**Qué se espera:** Transcribe sin ningún cambio, del extracto sobre Trump que figura más abajo, todo lo que va desde «Hoy, observadores de» hasta «respecto a 2016.».

**Extracto proporcionado:**
● ● ● ●

Domingo, 15 de noviembre de 2020 02:16

El mundo observa con asombro y descreimiento la resistencia de Donald Trump a aceptar una derrota electoral, que es evidente. Sin embargo, genera mayor preocupación aún su negativa para iniciar la necesaria transición republicana de un gobierno a otro.
Ese trámite es imprescindible, porque si bien el mandato del actual presidente concluye el 20 de enero, hasta entonces, el equipo de gobierno del presidente electo, Joe Biden, necesita interiorizarse del cuadro de situación del país que deberán administrar durante los próximos cuatro años. Además, Trump intenta aprovechar la probable mayoría republicana en el Senado para obstruir no solo la gestión de su sucesor sino, incluso, condicionar las designaciones de los próximos ministros. Probable, porque falta definir los senadores de Georgia.
No se trata de una cuestión psicológica o de las limitaciones políticas de un megalómano, como algunos observadores señalan, sino del desconocimiento de los límites que impone a todo dirigente el sistema democrático. Es decir, una estrategia en la que se pone la ambición personal por sobre la ley y la nación.
Hoy, observadores de todo el mundo recomiendan no equivocarse al centrar las críticas o, simplemente, el análisis en la personalidad del presidente derrotado; de un empresario muy exitoso, que logró liderar un partido bicentenario, como el Republicano y que, durante cuatro años, presidió el país ajustándose más a su voluntad que a la ley, pero que ahora, aunque perdió la elección aumentó diez millones de votos con respecto a 2016. 
Trump es un populista, un concepto que abarca estrategias políticas de acumulación de votos a través de un líder carismático, que percibe los flancos débiles del sistema político y las demandas insatisfechas de la sociedad y promete satisfacerlos. Pero esa estrategia se apoya en la construcción de un enemigo (un sector empresario, un país rival, una etnia y, casi siempre, la prensa profesional) al que se atribuyen las causas de los males que irritan a la gente.
El populismo, en Estados Unidos, en Venezuela, en Brasil, pero también en la Argentina y en Gran Bretaña, necesita dividir a la sociedad, y tiene éxito provisorio cuando detecta problemas reales, aunque su interpretación sea, siempre, basada en la mentira.

● ● ● ●

**Material suministrado:**
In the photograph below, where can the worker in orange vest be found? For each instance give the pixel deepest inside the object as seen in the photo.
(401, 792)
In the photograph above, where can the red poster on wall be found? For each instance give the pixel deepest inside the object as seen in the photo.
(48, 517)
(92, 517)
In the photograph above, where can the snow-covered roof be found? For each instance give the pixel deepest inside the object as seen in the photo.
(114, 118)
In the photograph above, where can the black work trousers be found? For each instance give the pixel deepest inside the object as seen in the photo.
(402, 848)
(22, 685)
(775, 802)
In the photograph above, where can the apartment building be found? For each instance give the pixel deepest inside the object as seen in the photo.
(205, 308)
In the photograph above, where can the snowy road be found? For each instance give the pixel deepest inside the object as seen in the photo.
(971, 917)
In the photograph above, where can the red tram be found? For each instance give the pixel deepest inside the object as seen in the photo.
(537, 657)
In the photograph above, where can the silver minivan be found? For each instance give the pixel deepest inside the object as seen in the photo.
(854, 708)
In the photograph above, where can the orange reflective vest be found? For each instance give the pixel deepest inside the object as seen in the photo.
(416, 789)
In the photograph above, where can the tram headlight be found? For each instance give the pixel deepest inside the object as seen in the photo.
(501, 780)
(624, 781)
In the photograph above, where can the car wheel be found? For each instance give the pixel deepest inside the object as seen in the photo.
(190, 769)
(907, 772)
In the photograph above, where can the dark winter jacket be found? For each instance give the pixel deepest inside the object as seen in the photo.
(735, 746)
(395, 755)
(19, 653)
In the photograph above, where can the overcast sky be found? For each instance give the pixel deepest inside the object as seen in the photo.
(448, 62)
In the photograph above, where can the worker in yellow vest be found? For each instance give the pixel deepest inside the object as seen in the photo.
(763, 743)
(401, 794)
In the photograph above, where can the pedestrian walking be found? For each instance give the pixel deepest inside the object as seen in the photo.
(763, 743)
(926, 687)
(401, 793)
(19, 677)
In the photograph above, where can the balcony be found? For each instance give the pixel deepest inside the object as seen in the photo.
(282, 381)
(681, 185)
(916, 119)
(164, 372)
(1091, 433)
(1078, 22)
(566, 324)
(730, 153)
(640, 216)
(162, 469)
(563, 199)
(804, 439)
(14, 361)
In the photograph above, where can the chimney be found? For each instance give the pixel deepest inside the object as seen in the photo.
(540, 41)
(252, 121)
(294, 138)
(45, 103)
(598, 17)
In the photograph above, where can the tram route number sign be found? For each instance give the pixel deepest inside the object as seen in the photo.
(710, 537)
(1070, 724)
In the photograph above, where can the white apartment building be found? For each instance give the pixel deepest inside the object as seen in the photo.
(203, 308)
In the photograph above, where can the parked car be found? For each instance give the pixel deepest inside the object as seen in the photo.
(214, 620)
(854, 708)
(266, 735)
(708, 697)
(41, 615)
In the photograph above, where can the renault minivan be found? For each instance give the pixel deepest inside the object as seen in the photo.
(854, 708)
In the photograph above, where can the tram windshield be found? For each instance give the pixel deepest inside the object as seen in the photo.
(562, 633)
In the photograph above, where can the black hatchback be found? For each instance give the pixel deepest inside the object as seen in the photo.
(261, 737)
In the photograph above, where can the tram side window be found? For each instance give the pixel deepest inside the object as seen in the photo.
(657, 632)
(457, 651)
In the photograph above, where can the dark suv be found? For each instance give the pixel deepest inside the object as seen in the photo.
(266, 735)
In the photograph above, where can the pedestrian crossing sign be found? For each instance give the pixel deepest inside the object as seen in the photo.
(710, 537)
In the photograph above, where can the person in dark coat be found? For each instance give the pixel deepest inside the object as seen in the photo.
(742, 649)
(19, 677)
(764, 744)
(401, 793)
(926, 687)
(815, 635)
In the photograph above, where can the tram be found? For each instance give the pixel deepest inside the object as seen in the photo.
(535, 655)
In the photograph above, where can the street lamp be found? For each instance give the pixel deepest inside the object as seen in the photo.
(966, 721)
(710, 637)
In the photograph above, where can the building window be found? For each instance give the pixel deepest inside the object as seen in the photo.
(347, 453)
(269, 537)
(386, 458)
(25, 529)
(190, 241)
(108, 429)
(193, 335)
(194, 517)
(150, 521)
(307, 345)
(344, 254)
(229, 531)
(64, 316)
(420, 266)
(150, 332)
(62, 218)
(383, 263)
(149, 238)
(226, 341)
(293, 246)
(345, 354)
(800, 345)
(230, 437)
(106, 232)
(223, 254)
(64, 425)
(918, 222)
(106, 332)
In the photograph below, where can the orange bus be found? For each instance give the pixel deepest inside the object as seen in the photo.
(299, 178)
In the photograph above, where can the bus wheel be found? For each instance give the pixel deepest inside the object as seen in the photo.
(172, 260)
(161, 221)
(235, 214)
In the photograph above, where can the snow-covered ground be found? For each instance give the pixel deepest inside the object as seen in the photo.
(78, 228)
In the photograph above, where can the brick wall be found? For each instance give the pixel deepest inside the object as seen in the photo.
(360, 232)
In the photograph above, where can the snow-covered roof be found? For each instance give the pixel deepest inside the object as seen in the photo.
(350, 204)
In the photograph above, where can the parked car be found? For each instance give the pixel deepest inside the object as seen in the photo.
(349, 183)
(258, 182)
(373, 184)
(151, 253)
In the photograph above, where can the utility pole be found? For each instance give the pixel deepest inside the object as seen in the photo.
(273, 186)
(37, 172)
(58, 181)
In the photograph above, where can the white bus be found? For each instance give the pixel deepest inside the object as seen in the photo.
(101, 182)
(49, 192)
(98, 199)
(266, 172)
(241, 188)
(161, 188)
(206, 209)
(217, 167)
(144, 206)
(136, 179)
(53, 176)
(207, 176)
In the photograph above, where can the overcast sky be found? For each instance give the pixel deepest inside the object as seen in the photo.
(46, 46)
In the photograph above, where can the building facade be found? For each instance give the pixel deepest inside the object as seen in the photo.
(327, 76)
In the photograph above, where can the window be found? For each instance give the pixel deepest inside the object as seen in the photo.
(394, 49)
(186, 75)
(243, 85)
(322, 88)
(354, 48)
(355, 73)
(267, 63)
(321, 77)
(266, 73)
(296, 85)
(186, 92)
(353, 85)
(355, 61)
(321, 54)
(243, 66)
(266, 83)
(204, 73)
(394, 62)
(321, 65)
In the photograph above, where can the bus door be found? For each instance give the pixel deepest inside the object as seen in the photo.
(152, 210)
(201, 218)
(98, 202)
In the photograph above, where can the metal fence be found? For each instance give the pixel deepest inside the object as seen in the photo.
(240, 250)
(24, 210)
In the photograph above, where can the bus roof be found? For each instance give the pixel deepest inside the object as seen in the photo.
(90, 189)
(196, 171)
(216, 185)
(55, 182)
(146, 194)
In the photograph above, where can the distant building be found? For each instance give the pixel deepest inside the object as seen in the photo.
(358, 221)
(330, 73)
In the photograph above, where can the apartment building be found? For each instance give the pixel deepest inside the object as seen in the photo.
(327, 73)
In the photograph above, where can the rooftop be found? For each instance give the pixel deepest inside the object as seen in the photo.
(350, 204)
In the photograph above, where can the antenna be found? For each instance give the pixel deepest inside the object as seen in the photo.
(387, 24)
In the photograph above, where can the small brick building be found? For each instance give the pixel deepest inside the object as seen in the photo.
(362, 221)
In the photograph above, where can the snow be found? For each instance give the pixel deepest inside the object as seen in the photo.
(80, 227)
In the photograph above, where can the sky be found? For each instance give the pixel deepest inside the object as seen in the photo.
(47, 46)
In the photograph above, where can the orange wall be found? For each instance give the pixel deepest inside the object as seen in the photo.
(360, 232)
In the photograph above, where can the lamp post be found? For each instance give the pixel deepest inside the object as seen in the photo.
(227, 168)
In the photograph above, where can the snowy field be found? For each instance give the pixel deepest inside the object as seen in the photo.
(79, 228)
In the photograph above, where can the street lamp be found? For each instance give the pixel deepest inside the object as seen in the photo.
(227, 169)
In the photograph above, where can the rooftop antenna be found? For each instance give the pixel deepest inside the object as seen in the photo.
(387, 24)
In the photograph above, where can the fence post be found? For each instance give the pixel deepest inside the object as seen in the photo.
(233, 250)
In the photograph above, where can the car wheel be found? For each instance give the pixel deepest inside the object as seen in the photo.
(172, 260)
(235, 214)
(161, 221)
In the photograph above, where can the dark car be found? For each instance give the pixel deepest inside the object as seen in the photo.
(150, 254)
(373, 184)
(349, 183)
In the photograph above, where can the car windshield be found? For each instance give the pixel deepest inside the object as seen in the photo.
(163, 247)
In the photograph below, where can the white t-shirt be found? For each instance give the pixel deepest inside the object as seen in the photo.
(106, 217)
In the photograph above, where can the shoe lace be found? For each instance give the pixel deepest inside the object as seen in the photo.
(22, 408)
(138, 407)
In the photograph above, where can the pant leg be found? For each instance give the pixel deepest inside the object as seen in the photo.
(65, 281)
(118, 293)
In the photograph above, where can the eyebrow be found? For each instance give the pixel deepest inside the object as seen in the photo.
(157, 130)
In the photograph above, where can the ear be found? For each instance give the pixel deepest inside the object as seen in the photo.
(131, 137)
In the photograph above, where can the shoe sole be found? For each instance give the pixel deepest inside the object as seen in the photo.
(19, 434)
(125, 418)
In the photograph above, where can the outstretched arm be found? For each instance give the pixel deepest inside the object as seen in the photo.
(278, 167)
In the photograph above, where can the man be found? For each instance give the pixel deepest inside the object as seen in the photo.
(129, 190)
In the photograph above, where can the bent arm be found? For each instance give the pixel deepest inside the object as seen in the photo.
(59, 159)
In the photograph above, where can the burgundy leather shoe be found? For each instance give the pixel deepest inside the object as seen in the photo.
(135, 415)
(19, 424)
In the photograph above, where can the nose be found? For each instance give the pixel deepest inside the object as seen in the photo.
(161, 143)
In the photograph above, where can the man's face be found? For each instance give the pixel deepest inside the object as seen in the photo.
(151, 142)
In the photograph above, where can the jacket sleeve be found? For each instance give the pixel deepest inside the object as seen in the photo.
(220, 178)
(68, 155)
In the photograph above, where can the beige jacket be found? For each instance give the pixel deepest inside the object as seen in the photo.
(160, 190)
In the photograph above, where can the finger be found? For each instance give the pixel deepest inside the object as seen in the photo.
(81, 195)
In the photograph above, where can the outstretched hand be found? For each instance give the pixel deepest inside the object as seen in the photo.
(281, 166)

● ● ● ●

**Respuesta al problema:**
Hoy, observadores de todo el mundo recomiendan no equivocarse al centrar las críticas o, simplemente, el análisis en la personalidad del presidente derrotado; de un empresario muy exitoso, que logró liderar un partido bicentenario, como el Republicano y que, durante cuatro años, presidió el país ajustándose más a su voluntad que a la ley, pero que ahora, aunque perdió la elección aumentó diez millones de votos con respecto a 2016.